(What the task requires): Name every basic facility that the prison game interview lists as part of what the game currently offers.

(Passage):
C: At the moment it’s fairly true to the base level of what you currently have in your average prison. So the basic facilities are like the canteen, the kitchen, the cells, the common rooms and so on. As time goes by, more and more stuff is going to start appearing. For us, the idea of exploring the prison industrial complex was very appealing. For example, the idea of prisoners effectively going into a workshop where there are just tools everywhere, and then working to produce something that has some financial benefit, and possibly even of a benefit to the prisoner.

I notice that there is a financial system in the game. How is money earned to help the player continuously fund the architecture of the prison?

C: At the moment you get a federal grant for every prisoner in your prison, so the more prisoners you have the more money you get, which is received daily. You can then use these funds to pay for new things, as well as other costs such as staff upkeep, food and other consumables.

You then have, separate to that, a government grant system where you can get these large government grants to build, for example, a whole administrative centre, or to initiate an educational program. This is a big dump of money, whereby perhaps you have access to a third of it at the start, and then you have to work on your promise in order to acquire the rest. That’s the way you get the big sums of money in order to expand your prison.

What kind of prisoner threats can players expect to witness within the game? I imagine there’ll be riots and breakouts, but is there anything more unusual that players can look forward to experiencing?

C: That stuff is all there. Prisoners can also riot and capture a whole zone of your prison, with all of your staff thrown out of it, denying you visibility of that sector. The only way to retake it therefore is to employ riot guards. Escaping is also a constant threat, as well as fires and floods. Electrocution is also a possibility to the careless player.

M: If you put CCTV in the showers you can fry everybody.

C: Yeah that’s a bug.

M: Hey if you put CCTV in the showers everybody is going to get fried right?

Yeah of course! That makes total sense…

M: Exactly it’s true to real life!

Are there any plans for multiplayer or is this an exclusively single player game?

(Data for review):
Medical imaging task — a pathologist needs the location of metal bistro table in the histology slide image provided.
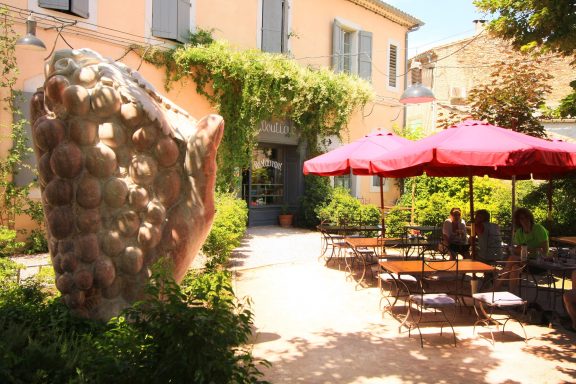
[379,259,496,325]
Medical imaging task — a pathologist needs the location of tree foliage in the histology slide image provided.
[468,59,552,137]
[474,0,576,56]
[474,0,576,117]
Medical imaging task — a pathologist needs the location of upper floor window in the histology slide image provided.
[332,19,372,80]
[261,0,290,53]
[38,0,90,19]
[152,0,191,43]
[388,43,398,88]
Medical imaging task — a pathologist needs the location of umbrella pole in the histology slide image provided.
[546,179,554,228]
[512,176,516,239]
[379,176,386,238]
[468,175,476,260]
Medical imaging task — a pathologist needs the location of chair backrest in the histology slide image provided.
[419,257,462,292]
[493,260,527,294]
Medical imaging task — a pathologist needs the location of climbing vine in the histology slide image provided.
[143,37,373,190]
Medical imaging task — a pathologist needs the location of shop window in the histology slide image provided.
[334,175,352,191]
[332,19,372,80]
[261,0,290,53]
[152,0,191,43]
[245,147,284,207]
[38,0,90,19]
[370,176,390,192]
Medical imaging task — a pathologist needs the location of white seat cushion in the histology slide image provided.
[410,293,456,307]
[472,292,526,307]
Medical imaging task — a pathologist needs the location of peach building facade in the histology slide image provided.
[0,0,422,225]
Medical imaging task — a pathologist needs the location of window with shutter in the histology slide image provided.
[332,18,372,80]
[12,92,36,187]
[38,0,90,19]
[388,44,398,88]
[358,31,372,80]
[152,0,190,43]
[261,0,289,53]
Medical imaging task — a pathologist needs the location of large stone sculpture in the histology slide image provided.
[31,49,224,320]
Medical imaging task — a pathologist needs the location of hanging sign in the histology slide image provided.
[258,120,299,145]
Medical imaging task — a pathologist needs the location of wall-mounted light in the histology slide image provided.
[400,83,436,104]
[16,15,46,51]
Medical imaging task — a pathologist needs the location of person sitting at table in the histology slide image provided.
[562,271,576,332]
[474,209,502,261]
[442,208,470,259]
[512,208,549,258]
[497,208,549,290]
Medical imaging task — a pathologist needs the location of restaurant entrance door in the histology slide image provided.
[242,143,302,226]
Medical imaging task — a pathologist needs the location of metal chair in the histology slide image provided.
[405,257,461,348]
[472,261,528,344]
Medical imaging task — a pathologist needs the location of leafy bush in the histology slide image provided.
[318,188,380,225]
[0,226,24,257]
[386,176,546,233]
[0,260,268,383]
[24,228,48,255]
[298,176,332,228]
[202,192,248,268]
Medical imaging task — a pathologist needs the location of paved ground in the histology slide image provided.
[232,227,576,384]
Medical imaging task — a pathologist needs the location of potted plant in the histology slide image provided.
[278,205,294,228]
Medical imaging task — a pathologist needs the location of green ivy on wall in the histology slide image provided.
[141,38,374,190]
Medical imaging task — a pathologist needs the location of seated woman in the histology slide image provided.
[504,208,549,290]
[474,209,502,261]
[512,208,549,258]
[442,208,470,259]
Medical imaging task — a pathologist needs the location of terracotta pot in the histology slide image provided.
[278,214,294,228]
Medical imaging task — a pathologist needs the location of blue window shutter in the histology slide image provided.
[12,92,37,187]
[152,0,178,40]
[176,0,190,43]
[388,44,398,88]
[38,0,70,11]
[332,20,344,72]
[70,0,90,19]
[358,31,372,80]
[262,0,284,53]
* * *
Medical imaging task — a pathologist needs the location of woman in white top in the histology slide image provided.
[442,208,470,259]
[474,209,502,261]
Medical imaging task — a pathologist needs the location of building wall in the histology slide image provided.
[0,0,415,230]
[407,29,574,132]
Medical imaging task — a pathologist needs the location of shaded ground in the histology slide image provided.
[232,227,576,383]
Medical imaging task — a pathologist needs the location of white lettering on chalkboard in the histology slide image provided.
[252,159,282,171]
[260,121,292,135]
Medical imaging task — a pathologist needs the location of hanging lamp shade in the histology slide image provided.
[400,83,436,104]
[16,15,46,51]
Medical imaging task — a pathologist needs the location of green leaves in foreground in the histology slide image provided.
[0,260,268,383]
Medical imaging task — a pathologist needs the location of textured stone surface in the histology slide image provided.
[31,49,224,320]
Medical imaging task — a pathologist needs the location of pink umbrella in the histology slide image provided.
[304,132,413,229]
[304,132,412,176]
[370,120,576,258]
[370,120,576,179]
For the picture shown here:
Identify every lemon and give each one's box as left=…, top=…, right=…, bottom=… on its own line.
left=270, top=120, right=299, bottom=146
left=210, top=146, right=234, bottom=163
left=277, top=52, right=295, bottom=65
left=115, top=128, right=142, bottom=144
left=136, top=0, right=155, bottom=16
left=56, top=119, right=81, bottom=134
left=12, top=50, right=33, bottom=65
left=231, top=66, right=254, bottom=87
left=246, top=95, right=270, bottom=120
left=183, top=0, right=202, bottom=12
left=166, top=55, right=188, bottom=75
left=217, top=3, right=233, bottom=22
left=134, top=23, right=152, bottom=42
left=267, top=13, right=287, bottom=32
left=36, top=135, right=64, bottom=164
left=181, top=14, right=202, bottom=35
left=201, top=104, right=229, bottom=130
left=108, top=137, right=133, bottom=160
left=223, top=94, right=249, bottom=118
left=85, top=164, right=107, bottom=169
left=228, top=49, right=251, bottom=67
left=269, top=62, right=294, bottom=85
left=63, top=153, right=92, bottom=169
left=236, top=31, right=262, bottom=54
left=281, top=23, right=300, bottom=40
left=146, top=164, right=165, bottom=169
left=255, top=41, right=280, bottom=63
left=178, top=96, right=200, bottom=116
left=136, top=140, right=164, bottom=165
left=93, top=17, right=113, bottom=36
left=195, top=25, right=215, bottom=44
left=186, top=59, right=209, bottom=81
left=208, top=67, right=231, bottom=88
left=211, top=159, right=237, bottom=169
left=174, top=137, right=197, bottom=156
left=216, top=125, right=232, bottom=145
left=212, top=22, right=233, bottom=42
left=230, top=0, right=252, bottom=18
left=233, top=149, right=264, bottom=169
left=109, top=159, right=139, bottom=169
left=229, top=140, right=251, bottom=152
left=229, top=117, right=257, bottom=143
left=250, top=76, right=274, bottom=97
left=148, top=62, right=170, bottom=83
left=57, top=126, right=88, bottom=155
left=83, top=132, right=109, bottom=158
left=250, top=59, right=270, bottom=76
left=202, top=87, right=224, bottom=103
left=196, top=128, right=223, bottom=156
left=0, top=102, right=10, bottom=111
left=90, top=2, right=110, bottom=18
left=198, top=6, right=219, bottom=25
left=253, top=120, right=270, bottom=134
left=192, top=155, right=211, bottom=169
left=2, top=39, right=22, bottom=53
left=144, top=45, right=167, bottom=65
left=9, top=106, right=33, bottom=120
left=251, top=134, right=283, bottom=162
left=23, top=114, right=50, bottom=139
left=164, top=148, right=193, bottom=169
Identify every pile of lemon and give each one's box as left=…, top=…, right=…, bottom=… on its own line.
...
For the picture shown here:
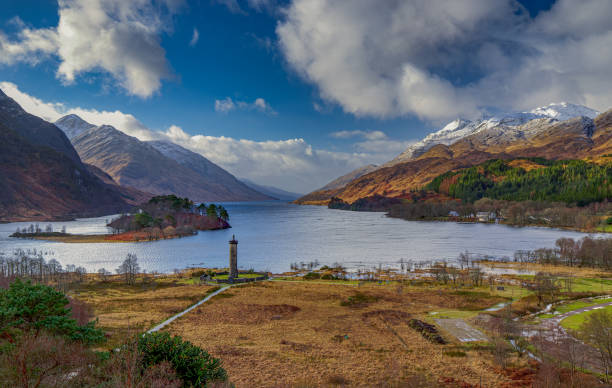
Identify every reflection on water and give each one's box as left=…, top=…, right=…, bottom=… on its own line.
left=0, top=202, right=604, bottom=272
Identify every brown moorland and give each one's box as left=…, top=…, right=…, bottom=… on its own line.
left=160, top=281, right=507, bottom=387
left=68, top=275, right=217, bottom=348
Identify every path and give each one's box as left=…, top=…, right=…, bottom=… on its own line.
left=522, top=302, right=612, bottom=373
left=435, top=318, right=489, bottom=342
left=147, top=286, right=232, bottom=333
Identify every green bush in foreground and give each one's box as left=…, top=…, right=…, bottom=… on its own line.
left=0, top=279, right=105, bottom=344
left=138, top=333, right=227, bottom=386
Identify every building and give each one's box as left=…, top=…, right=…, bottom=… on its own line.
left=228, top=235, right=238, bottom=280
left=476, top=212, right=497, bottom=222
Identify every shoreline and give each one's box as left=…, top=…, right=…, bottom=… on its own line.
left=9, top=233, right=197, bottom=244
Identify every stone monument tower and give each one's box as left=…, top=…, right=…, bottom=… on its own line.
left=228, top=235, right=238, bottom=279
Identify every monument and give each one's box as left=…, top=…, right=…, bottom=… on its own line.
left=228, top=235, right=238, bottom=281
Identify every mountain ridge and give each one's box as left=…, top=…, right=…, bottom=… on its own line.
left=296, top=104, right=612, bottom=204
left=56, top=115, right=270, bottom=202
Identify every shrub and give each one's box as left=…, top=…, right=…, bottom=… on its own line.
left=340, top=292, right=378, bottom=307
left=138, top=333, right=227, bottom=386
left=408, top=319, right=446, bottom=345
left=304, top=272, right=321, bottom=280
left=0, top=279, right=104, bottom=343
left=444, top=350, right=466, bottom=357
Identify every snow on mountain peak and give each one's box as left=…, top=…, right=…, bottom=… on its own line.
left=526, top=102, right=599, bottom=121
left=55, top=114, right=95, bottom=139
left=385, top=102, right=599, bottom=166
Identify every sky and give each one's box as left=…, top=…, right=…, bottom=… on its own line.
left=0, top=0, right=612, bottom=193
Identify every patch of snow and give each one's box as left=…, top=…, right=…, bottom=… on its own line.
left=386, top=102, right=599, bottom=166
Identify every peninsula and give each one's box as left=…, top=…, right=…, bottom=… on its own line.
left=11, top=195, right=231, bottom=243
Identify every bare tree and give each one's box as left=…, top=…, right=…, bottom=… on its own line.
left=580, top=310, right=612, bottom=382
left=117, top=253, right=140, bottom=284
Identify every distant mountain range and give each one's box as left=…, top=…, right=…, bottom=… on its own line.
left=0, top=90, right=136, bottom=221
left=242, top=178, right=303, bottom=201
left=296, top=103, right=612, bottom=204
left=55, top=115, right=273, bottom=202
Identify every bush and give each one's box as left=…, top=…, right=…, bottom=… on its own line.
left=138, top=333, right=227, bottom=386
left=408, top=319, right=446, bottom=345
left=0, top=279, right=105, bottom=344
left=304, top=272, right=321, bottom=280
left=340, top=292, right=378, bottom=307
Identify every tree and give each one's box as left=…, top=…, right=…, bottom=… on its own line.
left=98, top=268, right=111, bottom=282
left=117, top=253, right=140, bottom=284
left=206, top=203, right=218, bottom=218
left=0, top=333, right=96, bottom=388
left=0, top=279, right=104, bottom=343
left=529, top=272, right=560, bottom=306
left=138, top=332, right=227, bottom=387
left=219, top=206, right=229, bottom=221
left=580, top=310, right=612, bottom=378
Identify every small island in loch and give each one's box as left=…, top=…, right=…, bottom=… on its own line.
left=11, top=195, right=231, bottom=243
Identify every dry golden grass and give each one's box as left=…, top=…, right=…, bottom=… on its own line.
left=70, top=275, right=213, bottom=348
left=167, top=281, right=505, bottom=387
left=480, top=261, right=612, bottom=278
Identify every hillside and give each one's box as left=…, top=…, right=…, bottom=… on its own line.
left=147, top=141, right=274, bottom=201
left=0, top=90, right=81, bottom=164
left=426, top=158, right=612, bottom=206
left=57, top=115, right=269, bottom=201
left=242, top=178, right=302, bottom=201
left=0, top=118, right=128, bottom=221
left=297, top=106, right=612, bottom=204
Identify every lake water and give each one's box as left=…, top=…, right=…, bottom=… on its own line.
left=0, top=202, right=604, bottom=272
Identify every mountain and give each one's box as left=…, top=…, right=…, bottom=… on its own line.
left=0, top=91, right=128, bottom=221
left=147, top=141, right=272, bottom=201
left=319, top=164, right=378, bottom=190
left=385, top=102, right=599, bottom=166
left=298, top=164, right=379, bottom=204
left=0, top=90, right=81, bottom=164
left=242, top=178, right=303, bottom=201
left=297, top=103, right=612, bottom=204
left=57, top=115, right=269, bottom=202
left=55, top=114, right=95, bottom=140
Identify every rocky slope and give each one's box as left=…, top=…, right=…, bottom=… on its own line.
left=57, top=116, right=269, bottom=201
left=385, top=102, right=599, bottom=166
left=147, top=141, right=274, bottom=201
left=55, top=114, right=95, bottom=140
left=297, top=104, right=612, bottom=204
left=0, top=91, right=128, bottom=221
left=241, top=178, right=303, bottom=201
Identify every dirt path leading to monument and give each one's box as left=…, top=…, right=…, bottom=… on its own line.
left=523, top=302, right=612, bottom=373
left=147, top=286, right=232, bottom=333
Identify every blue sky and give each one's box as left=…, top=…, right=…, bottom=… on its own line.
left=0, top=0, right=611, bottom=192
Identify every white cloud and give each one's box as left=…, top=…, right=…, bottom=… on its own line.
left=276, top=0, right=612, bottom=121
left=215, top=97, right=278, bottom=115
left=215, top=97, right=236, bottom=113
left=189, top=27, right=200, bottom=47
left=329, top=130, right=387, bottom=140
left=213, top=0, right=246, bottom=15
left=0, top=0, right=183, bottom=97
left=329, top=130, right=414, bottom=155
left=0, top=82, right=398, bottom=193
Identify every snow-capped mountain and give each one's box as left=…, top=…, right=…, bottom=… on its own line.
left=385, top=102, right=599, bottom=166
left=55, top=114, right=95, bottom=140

(Result for this task): The canteen, the kitchen, the cells and the common rooms.